• **Job item**
Select and copy out every line of the listing below that contains the word "positive".

• **Material shown**
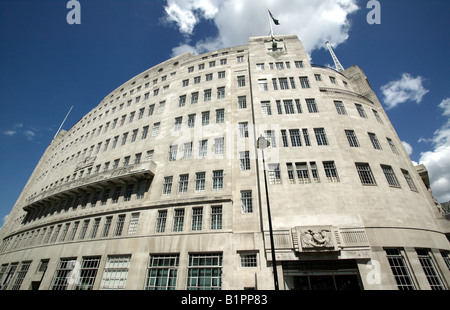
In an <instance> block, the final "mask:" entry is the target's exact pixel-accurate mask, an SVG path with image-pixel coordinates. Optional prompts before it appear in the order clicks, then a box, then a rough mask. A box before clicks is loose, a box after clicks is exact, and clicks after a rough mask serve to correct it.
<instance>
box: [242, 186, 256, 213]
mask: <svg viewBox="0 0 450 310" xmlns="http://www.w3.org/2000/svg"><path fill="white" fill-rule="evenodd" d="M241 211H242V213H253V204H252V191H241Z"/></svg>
---
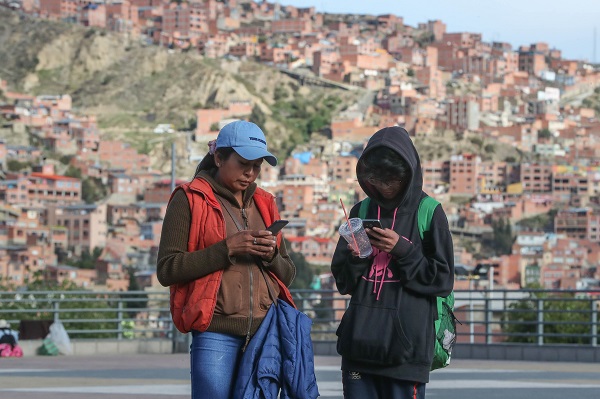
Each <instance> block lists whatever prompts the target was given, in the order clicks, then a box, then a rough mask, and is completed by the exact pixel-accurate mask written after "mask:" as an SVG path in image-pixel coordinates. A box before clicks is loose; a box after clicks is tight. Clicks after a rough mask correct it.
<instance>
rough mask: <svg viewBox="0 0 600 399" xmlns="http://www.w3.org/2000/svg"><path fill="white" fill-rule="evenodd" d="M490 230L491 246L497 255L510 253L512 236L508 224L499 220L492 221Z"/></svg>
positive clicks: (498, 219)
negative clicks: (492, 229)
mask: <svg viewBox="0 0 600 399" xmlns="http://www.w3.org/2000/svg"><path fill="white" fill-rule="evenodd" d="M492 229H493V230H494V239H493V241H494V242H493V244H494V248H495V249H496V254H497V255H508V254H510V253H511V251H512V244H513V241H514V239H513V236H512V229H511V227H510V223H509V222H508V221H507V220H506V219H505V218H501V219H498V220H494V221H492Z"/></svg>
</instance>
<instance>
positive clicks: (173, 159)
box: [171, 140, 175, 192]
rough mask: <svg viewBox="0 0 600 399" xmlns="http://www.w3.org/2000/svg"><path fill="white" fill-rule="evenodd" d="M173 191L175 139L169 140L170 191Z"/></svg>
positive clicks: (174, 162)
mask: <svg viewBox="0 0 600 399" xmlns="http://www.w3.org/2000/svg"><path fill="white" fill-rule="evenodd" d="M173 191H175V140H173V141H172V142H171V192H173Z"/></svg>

• **Response box**
positive clicks: (498, 219)
positive clicks: (173, 159)
positive clicks: (174, 162)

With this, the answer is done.